Would you write out every record that follows exactly, with the pictures left out?
··· Data to examine
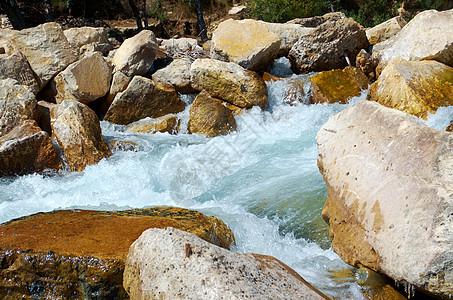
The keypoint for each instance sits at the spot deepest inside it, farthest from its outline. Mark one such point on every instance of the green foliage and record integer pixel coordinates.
(284, 10)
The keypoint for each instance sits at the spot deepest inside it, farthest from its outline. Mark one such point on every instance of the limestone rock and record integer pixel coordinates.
(46, 49)
(17, 103)
(288, 33)
(168, 124)
(427, 36)
(15, 66)
(229, 82)
(89, 38)
(77, 130)
(143, 98)
(210, 116)
(85, 80)
(177, 74)
(195, 269)
(415, 87)
(325, 48)
(389, 184)
(247, 42)
(27, 149)
(337, 85)
(136, 55)
(385, 30)
(80, 254)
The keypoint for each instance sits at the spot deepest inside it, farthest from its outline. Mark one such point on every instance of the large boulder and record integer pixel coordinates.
(229, 82)
(17, 103)
(247, 42)
(210, 116)
(177, 73)
(170, 263)
(415, 87)
(328, 45)
(143, 98)
(15, 66)
(89, 38)
(77, 129)
(427, 36)
(337, 85)
(80, 254)
(85, 80)
(136, 55)
(385, 30)
(46, 49)
(389, 202)
(27, 149)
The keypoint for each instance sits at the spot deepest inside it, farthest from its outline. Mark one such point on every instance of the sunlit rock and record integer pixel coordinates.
(247, 42)
(27, 149)
(76, 128)
(143, 98)
(389, 197)
(415, 87)
(385, 30)
(210, 116)
(85, 80)
(429, 35)
(337, 85)
(328, 46)
(229, 82)
(136, 55)
(17, 103)
(46, 49)
(178, 264)
(80, 254)
(15, 66)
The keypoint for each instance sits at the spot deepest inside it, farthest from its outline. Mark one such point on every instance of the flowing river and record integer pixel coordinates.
(262, 180)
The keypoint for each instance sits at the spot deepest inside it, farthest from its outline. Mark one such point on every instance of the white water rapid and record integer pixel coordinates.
(261, 180)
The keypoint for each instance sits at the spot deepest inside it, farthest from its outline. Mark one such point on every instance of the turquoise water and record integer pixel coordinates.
(262, 180)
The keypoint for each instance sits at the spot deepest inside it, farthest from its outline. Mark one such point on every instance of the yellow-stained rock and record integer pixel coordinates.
(80, 254)
(338, 85)
(168, 124)
(210, 116)
(415, 87)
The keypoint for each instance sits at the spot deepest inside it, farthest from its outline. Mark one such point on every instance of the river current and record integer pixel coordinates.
(261, 180)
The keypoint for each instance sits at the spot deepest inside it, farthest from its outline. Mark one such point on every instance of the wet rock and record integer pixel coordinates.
(326, 47)
(85, 80)
(17, 103)
(143, 98)
(136, 55)
(89, 39)
(337, 85)
(177, 74)
(210, 116)
(77, 130)
(46, 49)
(385, 30)
(247, 42)
(80, 254)
(389, 179)
(196, 269)
(415, 87)
(27, 149)
(229, 82)
(427, 36)
(15, 66)
(168, 124)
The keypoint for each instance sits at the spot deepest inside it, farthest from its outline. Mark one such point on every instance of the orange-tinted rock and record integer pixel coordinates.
(80, 254)
(338, 85)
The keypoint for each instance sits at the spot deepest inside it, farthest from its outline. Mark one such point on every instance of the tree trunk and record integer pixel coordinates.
(136, 14)
(12, 10)
(200, 21)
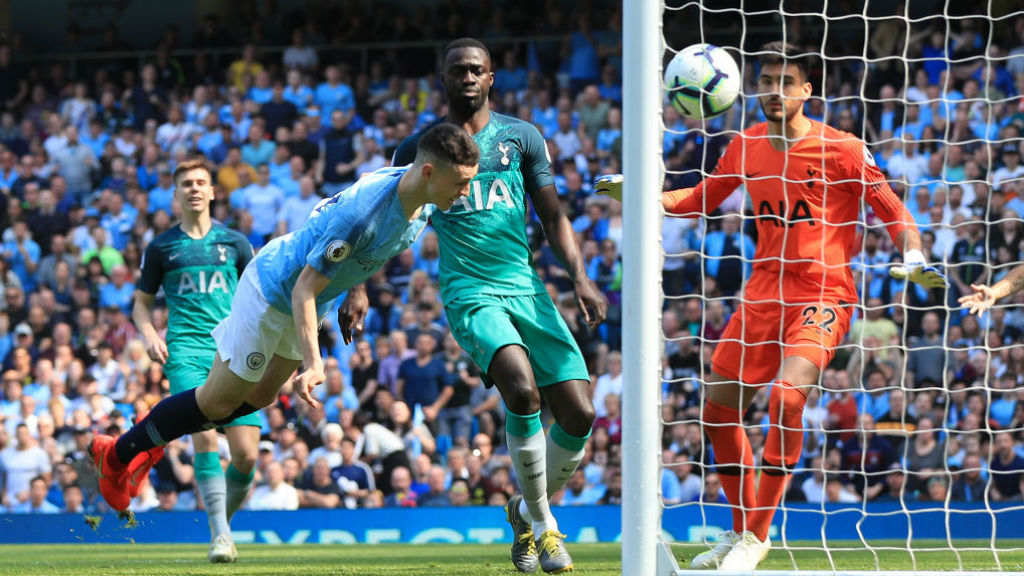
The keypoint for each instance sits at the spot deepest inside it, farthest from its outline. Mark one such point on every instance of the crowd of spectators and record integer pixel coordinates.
(922, 402)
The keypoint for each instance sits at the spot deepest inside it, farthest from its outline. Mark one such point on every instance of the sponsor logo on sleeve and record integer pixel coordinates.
(868, 159)
(255, 361)
(338, 250)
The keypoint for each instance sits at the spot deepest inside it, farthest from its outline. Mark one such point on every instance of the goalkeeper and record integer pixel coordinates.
(806, 181)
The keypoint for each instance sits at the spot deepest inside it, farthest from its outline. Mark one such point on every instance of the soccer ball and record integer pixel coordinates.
(702, 81)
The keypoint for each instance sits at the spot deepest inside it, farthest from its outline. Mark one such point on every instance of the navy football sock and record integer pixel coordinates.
(170, 418)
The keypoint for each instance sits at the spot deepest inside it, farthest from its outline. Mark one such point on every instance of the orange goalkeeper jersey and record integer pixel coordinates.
(807, 202)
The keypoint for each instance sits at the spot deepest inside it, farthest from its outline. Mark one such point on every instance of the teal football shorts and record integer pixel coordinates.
(482, 324)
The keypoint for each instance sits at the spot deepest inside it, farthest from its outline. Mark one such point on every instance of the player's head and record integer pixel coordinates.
(784, 84)
(445, 159)
(467, 76)
(194, 186)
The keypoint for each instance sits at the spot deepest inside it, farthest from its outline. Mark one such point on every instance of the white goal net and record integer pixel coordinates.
(912, 455)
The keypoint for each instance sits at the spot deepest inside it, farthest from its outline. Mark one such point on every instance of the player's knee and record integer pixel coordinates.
(215, 408)
(785, 405)
(579, 420)
(244, 461)
(521, 398)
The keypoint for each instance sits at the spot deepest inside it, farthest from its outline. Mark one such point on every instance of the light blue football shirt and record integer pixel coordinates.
(347, 238)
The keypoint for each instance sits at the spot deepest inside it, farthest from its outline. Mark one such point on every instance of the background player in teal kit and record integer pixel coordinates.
(285, 292)
(499, 309)
(198, 264)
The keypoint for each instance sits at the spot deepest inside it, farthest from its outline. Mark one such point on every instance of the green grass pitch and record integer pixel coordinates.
(451, 560)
······
Expected output:
The keypoint for each instance sits at the spot deepest inside it, farthest from its outline. Mark one such point on every instance of the green foliage and record integer pixel coordinates.
(284, 10)
The keypoint for each instance sits at the spot deepest inside it, farthest from its outline. Mark one such point on every instance of the limestone rock and record integer pixel coordinates.
(46, 49)
(17, 103)
(288, 33)
(168, 124)
(427, 36)
(15, 66)
(229, 82)
(89, 38)
(77, 130)
(143, 98)
(210, 116)
(85, 80)
(177, 74)
(195, 269)
(415, 87)
(325, 48)
(389, 184)
(247, 42)
(27, 149)
(337, 85)
(136, 55)
(385, 30)
(80, 254)
The keypoint for each instance sits at the spot deepest inside it, farthest from its outline. Mark one such point on every instance of the large boulder and record integer pixel coordinates.
(229, 82)
(17, 103)
(247, 42)
(210, 116)
(177, 73)
(170, 263)
(415, 87)
(328, 45)
(143, 98)
(15, 66)
(89, 38)
(77, 129)
(427, 36)
(337, 85)
(80, 254)
(85, 80)
(136, 55)
(385, 30)
(46, 49)
(389, 202)
(27, 149)
The keypoint for each instance sits at the spot deepest inside it, farthest from its outline. Mark one such point on every instance of the sunlit rock and record integer pixel coordinates.
(247, 42)
(27, 149)
(76, 128)
(143, 98)
(389, 197)
(415, 87)
(385, 30)
(210, 116)
(85, 80)
(429, 35)
(337, 85)
(328, 46)
(229, 82)
(136, 55)
(17, 103)
(46, 49)
(178, 264)
(80, 254)
(15, 66)
The keypoint for each instance sits at the spot deepest inside it, farthest from its outline. Mark one such point on every instance of the flowing river and record integer pixel coordinates.
(262, 180)
The keypoint for each instance sits at the spot deepest inside it, farthest from its outline. Mark one such point on every instance of the white water rapid and record integer pixel coordinates.
(261, 180)
The keypoint for each instance sits at the spot deepest inside it, farthest from its outline. Mark one such point on every instance of the turquoise water and record integer pixel coordinates.
(262, 180)
The keypoint for each instance sits at the spot deepest inside it, farthest from its outline. Mark one such point on every instance of the yellow-stained rock and record integer pixel coordinates.
(80, 254)
(338, 85)
(168, 124)
(210, 116)
(415, 87)
The keypoint for each instance sits at the spot deepest inside it, farthest from its outline. Mark one such point on every instance of the river current and record integer pixel coordinates.
(261, 180)
The keypoint for each instance sits at the spot deepest inside it, farthest from its outline. Mark one such point on every instance of the wet rock and record integer pixel coordinates.
(326, 47)
(85, 80)
(17, 103)
(143, 98)
(136, 55)
(89, 39)
(337, 85)
(177, 74)
(210, 116)
(77, 130)
(46, 49)
(385, 30)
(247, 42)
(80, 254)
(389, 179)
(196, 269)
(415, 87)
(27, 149)
(229, 82)
(427, 36)
(15, 66)
(168, 124)
The keypoint for each instance sits at the spot deepest inside it, farthest from its outline. Mark one such point on every instance of the orange-tinted rock and record integer pixel coordinates.
(80, 254)
(338, 85)
The keypoint for each instance sits at the spot deepest inside it, farthest from its outline. Mark one such point on every instance of the tree trunk and record integer pixel coordinates.
(136, 14)
(12, 10)
(200, 21)
The keypoint for each instance sits at the spot deepest inside it, farthest from its outline. Mark one such point on every instance of the crowd of spectators and record integer pixel coordinates.
(922, 402)
The keypoint for each instance sits at the spot deepest inside it, farthest from its outline. Mark one such point on every instance of the sponsor logo on sleeve and record integer pixel coordinates.
(868, 159)
(255, 361)
(338, 250)
The keypoint for each instance sits at the spot deepest inside it, farthest from its outline. Mark one such point on every instance of the goalkeeper and record integer pixel coordinates.
(806, 181)
The keypoint for each instance sits at the spot deepest inside it, farthest from its outline. Mark one such point on every instance of the soccer ball and record integer pixel coordinates.
(702, 81)
The keypoint for each instance sits at the spot deepest inside it, farthest from its outline. Mark one such point on every instance of the navy football sock and record integer pixel coordinates.
(170, 418)
The keypoint for each instance sits at the spot deepest inside it, farthest from its outline. Mark one such point on every instance of the orange goalkeeper jersey and record integer pixel coordinates.
(807, 202)
The keypoint for each instance sits at the spot deepest inside it, farthest from its outline. Mark one such point on every instance of the teal football shorts and record integer pixel coordinates.
(482, 324)
The keypoint for each instance sits at the spot deepest inside it, farthest from its outline. Mark one such point on every instance of the player's head and record integer pixel coordinates.
(784, 84)
(445, 159)
(467, 76)
(194, 186)
The keypoint for each instance sits at the spot deepest inside it, farthest from its outline. Mark one such point on every instance of the white goal net and record integer pixel coordinates.
(912, 455)
The keypoint for each instance sits at the spot deepest inside it, farthest from its outline. Mark one such point on every instance of the player's knee and record integer pixel coordinates.
(215, 408)
(785, 405)
(579, 420)
(244, 461)
(521, 398)
The keypoint for each instance sits at the spot deepest inside it, farthest from its outline. Mark one such point on every instance of the light blue football shirt and record integer pixel coordinates.
(347, 238)
The keypoint for each instance sits at the spot deepest inside it, farthest from its outline. Mark one such point on every instance of the background player in teal kit and record integer pixel coordinates.
(285, 292)
(499, 309)
(198, 264)
The keypoint for each instance sits at the spot deepest inside it, farthest from its outline. Mark one such point on every instance of the green grass pitch and record integer pixel coordinates.
(451, 560)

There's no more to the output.